Your objective: Extract every item below verbatim, changing nothing.

+++ Excerpted data

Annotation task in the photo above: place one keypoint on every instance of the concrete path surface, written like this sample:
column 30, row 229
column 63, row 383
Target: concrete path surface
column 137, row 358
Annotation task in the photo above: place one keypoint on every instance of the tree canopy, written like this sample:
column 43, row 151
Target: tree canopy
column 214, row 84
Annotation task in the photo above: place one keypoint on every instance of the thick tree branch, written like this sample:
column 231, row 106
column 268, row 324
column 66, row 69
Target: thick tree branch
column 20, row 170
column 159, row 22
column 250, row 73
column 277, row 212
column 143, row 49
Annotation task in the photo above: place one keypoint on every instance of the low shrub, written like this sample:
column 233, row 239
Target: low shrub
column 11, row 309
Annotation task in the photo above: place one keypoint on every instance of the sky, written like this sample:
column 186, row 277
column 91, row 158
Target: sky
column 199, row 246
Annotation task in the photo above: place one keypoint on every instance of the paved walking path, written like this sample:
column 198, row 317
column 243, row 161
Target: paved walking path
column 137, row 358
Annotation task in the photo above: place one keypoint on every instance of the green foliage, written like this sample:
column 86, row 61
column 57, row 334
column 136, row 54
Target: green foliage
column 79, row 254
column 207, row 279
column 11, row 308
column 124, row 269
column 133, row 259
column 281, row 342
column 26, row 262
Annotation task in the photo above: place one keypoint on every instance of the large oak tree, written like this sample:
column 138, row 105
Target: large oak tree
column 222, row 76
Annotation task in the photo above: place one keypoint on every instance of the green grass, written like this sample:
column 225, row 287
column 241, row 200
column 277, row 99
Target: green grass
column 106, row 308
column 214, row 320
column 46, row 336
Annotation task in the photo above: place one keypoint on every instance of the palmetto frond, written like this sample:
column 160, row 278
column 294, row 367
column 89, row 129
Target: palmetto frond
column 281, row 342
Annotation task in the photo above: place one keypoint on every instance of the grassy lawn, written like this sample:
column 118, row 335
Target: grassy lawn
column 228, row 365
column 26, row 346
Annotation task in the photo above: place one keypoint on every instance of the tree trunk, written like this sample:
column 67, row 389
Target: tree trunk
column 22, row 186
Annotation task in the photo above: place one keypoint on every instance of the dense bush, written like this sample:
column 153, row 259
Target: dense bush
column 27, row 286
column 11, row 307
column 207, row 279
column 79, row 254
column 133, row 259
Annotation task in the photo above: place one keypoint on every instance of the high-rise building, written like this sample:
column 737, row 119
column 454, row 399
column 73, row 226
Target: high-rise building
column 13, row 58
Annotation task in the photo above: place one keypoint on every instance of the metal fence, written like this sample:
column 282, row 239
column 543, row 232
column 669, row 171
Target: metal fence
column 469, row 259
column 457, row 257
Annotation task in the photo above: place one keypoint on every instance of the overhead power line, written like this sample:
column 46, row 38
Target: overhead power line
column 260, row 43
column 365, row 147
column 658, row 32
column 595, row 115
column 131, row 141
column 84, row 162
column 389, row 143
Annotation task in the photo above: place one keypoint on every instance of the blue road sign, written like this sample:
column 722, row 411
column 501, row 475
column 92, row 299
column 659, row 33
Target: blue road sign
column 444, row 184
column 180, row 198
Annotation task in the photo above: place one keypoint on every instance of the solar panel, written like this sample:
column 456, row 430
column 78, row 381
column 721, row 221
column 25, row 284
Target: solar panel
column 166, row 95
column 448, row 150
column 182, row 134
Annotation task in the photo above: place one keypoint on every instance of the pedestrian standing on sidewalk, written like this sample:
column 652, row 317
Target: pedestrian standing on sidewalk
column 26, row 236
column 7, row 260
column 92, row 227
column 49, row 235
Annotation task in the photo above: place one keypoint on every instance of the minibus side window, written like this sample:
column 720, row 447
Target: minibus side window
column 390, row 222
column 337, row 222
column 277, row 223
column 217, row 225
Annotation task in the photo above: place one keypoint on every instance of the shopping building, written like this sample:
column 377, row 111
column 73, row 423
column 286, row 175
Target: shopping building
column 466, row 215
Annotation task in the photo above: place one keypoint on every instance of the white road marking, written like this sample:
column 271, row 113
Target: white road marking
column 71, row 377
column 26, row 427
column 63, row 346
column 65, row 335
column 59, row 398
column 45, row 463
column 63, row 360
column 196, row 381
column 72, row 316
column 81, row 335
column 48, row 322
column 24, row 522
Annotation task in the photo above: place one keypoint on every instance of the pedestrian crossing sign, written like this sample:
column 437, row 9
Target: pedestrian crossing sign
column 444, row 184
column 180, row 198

++++++

Solved problem:
Annotation task in the photo above: place one keypoint on every instance of the concrete path surface, written like this sample:
column 30, row 229
column 63, row 383
Target: concrete path surface
column 137, row 358
Annotation task in the photo above: place one keypoint on every instance of the tree canopy, written like this sample:
column 43, row 151
Target: tree canopy
column 214, row 84
Annotation task in the photo above: place one keypoint on every instance of the thick tree branch, written like this sample:
column 231, row 106
column 268, row 324
column 66, row 69
Target: thick tree branch
column 20, row 170
column 159, row 22
column 250, row 73
column 277, row 212
column 143, row 49
Annotation task in the photo above: place one keypoint on every instance of the low shrub, written like this sample:
column 233, row 239
Target: low shrub
column 11, row 309
Annotation task in the photo above: place one keypoint on every instance of the sky, written like this sample:
column 186, row 277
column 91, row 158
Target: sky
column 199, row 246
Annotation task in the photo above: place one keypoint on every instance of the paved walking path, written like this sample:
column 198, row 317
column 243, row 161
Target: paved walking path
column 137, row 358
Annotation task in the photo above: place one keypoint on every instance of the green foliage, written like this sample:
column 86, row 61
column 57, row 334
column 136, row 54
Target: green foliage
column 79, row 254
column 207, row 279
column 11, row 308
column 124, row 269
column 133, row 259
column 281, row 342
column 26, row 262
Annotation task in the photo above: place one keypoint on every instance of the large oak tree, written like this sample:
column 138, row 105
Target: large oak tree
column 222, row 76
Annotation task in the photo above: place one keypoint on every instance of the green grass, written like this sample:
column 225, row 287
column 241, row 200
column 277, row 99
Target: green grass
column 106, row 308
column 214, row 320
column 46, row 336
Annotation task in the photo above: place one keypoint on every instance of the palmetto frond, written like this sample:
column 160, row 278
column 294, row 367
column 89, row 129
Target: palmetto frond
column 281, row 342
Annotation task in the photo above: place one keypoint on every instance of the grassy lawn, written like this sample:
column 118, row 335
Target: grassy lawn
column 228, row 365
column 26, row 346
Annotation task in the photo above: place one keypoint on every instance of the tree trunk, written like this sample:
column 67, row 389
Target: tree trunk
column 22, row 186
Annotation task in the photo above: place one keypoint on every instance of the dense bush, written like this sample:
column 153, row 259
Target: dense bush
column 27, row 286
column 11, row 307
column 207, row 279
column 79, row 254
column 133, row 259
Annotation task in the photo above: place one keypoint on every instance of the high-rise building, written like this sample:
column 737, row 119
column 454, row 399
column 73, row 226
Target: high-rise building
column 13, row 58
Annotation task in the photo above: place one keypoint on every instance of the metal fence, written like this sample:
column 282, row 239
column 543, row 232
column 669, row 171
Target: metal fence
column 469, row 259
column 457, row 257
Annotation task in the photo above: place one keypoint on every instance of the overhead power line, written like this sample:
column 46, row 38
Target: overhead power line
column 260, row 43
column 365, row 147
column 658, row 32
column 595, row 115
column 131, row 141
column 84, row 162
column 389, row 143
Annotation task in the photo above: place one keypoint on every instance of the blue road sign, written like this sample:
column 722, row 411
column 501, row 475
column 92, row 299
column 659, row 33
Target: blue road sign
column 444, row 184
column 180, row 198
Annotation task in the photo above: place one keypoint on every instance of the solar panel, written like this sample:
column 456, row 430
column 78, row 381
column 721, row 221
column 25, row 284
Target: solar panel
column 166, row 95
column 448, row 150
column 182, row 134
Annotation task in the photo above: place one keypoint on every instance of the pedestrian standing on sidewalk, written like this sample:
column 652, row 317
Target: pedestrian standing on sidewalk
column 26, row 236
column 7, row 260
column 92, row 227
column 49, row 235
Annotation task in the photo above: place one keypoint on every instance of the minibus side window, written like this sample:
column 720, row 447
Target: minibus side window
column 390, row 222
column 337, row 222
column 277, row 223
column 217, row 225
Annotation task in the photo above: place one keypoint on every instance of the shopping building, written like this sample:
column 377, row 111
column 73, row 423
column 286, row 175
Target: shopping building
column 466, row 215
Annotation task in the photo above: place one keypoint on every instance of the white road marking, written like this sample:
column 271, row 113
Target: white road marking
column 71, row 377
column 26, row 427
column 63, row 346
column 65, row 335
column 59, row 398
column 45, row 463
column 63, row 360
column 196, row 381
column 72, row 316
column 81, row 335
column 48, row 322
column 24, row 522
Annotation task in the photo above: place one keypoint on every instance of the pedestrian crossing sign, written like this sample:
column 437, row 9
Target: pedestrian crossing sign
column 444, row 184
column 180, row 198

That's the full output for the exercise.